→ Material to process:
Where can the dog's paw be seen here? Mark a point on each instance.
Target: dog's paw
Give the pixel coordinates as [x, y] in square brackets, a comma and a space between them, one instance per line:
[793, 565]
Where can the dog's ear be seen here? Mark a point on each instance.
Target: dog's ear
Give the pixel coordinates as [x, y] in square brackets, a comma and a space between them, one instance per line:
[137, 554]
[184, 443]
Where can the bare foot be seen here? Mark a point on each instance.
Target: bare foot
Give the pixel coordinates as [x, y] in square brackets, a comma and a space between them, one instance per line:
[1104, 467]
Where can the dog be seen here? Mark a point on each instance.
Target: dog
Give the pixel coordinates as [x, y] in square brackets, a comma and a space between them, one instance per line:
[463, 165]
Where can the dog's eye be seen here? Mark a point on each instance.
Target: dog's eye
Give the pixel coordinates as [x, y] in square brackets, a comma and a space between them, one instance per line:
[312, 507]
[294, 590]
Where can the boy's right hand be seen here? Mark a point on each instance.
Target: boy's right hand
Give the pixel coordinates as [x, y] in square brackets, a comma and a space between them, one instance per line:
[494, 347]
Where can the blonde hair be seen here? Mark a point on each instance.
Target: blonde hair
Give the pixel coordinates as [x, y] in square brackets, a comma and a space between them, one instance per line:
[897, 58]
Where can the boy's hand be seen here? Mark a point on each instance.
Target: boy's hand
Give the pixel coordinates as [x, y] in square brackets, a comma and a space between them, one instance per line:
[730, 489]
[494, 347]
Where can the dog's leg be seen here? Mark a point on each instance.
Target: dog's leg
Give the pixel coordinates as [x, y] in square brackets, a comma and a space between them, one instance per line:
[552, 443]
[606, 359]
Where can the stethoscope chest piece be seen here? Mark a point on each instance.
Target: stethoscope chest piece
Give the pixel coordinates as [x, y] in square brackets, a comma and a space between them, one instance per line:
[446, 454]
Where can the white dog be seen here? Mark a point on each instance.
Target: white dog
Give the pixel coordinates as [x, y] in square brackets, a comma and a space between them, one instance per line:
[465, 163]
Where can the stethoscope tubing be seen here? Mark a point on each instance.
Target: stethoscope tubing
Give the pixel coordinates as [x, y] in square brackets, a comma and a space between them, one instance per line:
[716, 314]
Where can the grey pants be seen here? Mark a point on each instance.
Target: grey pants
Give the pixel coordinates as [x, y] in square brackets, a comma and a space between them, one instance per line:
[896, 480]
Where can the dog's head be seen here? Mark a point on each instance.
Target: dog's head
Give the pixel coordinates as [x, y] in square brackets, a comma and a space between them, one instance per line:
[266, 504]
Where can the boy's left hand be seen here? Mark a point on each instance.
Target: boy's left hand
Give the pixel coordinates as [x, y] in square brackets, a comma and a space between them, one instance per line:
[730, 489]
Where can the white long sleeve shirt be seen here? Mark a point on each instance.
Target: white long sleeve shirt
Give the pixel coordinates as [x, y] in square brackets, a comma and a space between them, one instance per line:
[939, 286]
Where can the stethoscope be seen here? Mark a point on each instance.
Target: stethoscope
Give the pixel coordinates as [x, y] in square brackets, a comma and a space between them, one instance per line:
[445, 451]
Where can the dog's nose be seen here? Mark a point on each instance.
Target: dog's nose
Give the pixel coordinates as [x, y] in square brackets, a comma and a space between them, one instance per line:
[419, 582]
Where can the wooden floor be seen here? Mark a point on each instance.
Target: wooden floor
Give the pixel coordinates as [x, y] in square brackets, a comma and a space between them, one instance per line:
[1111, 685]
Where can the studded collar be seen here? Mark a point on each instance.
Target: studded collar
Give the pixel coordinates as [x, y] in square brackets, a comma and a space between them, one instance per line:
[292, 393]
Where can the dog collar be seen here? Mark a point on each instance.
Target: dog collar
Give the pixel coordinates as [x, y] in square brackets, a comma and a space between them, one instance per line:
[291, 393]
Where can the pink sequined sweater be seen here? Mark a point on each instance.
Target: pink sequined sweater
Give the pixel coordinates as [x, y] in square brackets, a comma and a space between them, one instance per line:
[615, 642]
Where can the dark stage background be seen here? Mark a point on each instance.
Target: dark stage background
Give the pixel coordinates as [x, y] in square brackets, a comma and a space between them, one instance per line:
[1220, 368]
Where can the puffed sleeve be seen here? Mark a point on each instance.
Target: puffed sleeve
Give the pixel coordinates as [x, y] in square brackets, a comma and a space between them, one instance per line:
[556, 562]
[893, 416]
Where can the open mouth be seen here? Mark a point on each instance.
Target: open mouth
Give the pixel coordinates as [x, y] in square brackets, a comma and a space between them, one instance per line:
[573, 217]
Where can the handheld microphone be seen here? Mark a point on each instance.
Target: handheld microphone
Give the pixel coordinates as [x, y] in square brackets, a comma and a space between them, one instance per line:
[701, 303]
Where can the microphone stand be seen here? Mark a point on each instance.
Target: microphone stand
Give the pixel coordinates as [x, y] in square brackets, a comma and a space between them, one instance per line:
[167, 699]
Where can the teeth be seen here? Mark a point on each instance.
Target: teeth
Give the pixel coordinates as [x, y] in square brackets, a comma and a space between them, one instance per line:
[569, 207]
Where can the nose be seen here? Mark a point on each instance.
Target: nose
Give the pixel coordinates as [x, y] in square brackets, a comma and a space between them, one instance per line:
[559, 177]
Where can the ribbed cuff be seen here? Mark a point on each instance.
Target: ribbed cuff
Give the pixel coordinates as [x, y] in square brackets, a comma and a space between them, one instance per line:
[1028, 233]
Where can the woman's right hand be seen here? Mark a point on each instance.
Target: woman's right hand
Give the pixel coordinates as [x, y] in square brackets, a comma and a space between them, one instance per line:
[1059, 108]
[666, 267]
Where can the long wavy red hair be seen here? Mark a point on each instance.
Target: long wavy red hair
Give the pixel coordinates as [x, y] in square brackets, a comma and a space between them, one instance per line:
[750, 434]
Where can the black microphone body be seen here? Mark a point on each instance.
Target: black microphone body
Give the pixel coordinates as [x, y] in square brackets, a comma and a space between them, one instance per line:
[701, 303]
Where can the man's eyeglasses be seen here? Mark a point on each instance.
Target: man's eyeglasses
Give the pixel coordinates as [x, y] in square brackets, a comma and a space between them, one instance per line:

→ Goal: Rewrite all of the entries above, substituting "occurrence" for every "instance" and leaving everything else the same.

→ Full answer:
Where can the dog's paw be seen here? Mark a point on each occurrence.
Target: dog's paw
Give the pixel coordinates as [x, y] in square brackets, a comma and a space between them, one occurrence per line:
[793, 565]
Where can the dog's ear be seen here? Mark a point on each occurrence.
Target: dog's ear
Give the pixel coordinates as [x, y] in square brackets, a comma and a space between them, one occurrence per line:
[137, 554]
[184, 443]
Where can the bare foot be seen here? Mark a point on each occurrence.
Target: bare foot
Give the pixel coordinates as [x, y] in square brackets, a comma and a space between them, one occurrence per line:
[1104, 467]
Where can the dog be seen here? Mark a point on each occurrence.
Target: dog
Give the pixel coordinates as [x, y] in square brackets, a comma and a space between them, one occurrence per line:
[463, 165]
Where can the dog's eye be seen here? Mark a point on each occurrence.
Target: dog's eye
Give the pixel coordinates as [x, y] in square brackets, a comma and a space between them, one occurrence per line:
[312, 507]
[294, 590]
Where can the boy's right hand be seen here? Mark a point on each occurrence.
Target: boy's right hand
Give the pixel coordinates as [x, y] in square brackets, a comma and a space between them, one occurrence per line:
[494, 347]
Where can the blonde hair be seen here? Mark a point on each occurrence.
Target: blonde hair
Give the pixel coordinates as [x, y] in square brackets, a comma and a space between them, one occurrence per line:
[897, 58]
Where can the boy's hand be seen here? Mark a point on each occurrence.
Target: boy's hand
Give the pixel coordinates as [x, y] in square brackets, a comma and a space between them, one occurrence per line:
[730, 489]
[494, 347]
Where can the dog's leg be seen here? Mark a point on each occurrence.
Target: dog's leg
Give the pixel coordinates as [x, y] in square brackets, a comma and a space between them, one occurrence per line:
[552, 443]
[606, 359]
Where can the stethoscope chest piece be seen here? Mark a point on each occurrence.
Target: stethoscope chest piece
Give the pixel coordinates as [x, y] in square brackets, a comma and a space between them, one occurrence per line:
[446, 454]
Where can the white dog be seen here? Mark a point on each occurrence.
Target: white dog
Give the pixel coordinates as [x, y] in square brackets, a comma and a space between them, one occurrence per line:
[465, 163]
Where can the stethoscope tubing be seen here? Mark a point on each occurrence.
Target: stethoscope tubing
Give the pixel coordinates as [x, y] in square brackets, a comma and a space between them, one occurrence per line:
[716, 314]
Where can the grey pants be seen here? Mark a point on each occurrence.
Target: grey pants
Give the pixel coordinates as [x, y] in square brackets, a comma and a space between them, one occurrence per line:
[896, 480]
Where can the dog's head be seen here? Mark a point on each occurrence.
Target: dog's head
Give the pixel coordinates as [x, y] in square brackets, a comma and a space between them, one occurrence per line:
[266, 504]
Where can the boy's left hand be seen here? Mark a point on each occurrence.
Target: boy's left hand
Give the pixel coordinates as [x, y] in square brackets, a comma and a space between them, one occurrence per line:
[730, 489]
Where can the white long sleeve shirt be seen here? Mark a point on each occurrence.
Target: white long sleeve shirt
Give the pixel coordinates as [x, y] in square brackets, a comma and a space between them, one occurrence per line:
[939, 286]
Where can the stethoscope be seen here? Mark a point on each occurrence.
Target: stethoscope
Give the pixel coordinates as [x, y] in square brackets, a comma and a space between them, one occurrence per line:
[445, 451]
Where can the dog's nose be seen here? Mark a point on each occurrence.
Target: dog's nose
Give the pixel coordinates as [x, y] in square brackets, a comma and a space between them, one occurrence per line:
[419, 582]
Where can the wooden floor be seen here? Mark a point on each occurrence.
Target: wooden floor
Give the pixel coordinates as [x, y] in square brackets, a comma and a space between them, one occurrence per line:
[1111, 685]
Where can the studded collar be seen here? Mark a point on each occurrence.
Target: studded collar
Give the pixel coordinates as [x, y] in square brackets, a comma and a space between them, one occurrence per line:
[292, 393]
Where can the dog collar be seen here? Mark a point on each occurrence.
Target: dog collar
Give the pixel coordinates as [x, y] in square brackets, a comma and a space between them, one occurrence per line:
[291, 393]
Where can the pink sequined sweater be seen here? Mark a point on each occurrence.
Target: pink sequined sweater
Give the pixel coordinates as [x, y] in square brackets, a comma and a space between them, one occurrence per line:
[615, 642]
Where can the dark stage background be seen here? Mark a point on each occurrence.
Target: dark stage background
Give the pixel coordinates as [x, y] in square brackets, a comma and a space between them, one occurrence per line:
[1220, 368]
Where can the puffed sleeve be seen here? Mark a point on each occurrence.
Target: puffed sleeve
Give the pixel coordinates as [x, y] in square brackets, a comma and a space between them, one occurrence per line:
[556, 562]
[893, 416]
Where can the open mouth be seen here? Mark a point on each occurrence.
Target: open mouth
Give the pixel coordinates as [x, y] in square brackets, a comma and a space between them, one occurrence per line:
[573, 217]
Where can the handheld microphone be seen here? Mark a point on each occurrence.
Target: handheld microphone
Give the pixel coordinates as [x, y] in square brackets, a comma and a space between them, one occurrence per line:
[701, 303]
Where can the microphone stand be seen here? Mark a point on each occurrence.
Target: microphone stand
Give the pixel coordinates as [x, y] in square brackets, a comma and a space between them, one occurrence per line:
[167, 699]
Where can the teeth be seen here? Mark a point on each occurrence.
Target: teeth
Give the pixel coordinates as [x, y] in square brackets, a comma and a space between them, one occurrence per line:
[569, 207]
Where can the nose be seen here? Mark a point on each occurrence.
Target: nose
Give the pixel coordinates as [x, y] in square brackets, a comma and a space between them, one occurrence per line:
[559, 177]
Where can the ribbed cuff be seen here? Mark a point on each occurrence.
Target: ribbed cuff
Give the pixel coordinates as [x, y] in square brackets, a comma and a space between them, one occurrence per line:
[1028, 233]
Where can the woman's right hand be seen here? Mark a point on each occurrence.
Target: woman's right hand
Give the pixel coordinates as [x, y] in square brackets, a comma and a space between them, one occurrence per line:
[1059, 108]
[666, 267]
Where can the long wavy red hair be seen here? Mark a point on each occurrence.
Target: long wavy red hair
Give the pixel coordinates as [x, y] in square brackets, a comma and a space between them, one occurrence per line:
[750, 434]
Where can the black microphone body be seen here? Mark a point on each occurrence.
Target: black microphone body
Give the pixel coordinates as [x, y] in square brackets, a comma and a space between them, one occurrence per line:
[701, 303]
Where can the man's eyeglasses be seen here? Mark a point on each occurrence.
Target: man's eyeglasses
Give the pixel coordinates as [x, y] in square brackets, a comma and a space between them, one occurrence per line:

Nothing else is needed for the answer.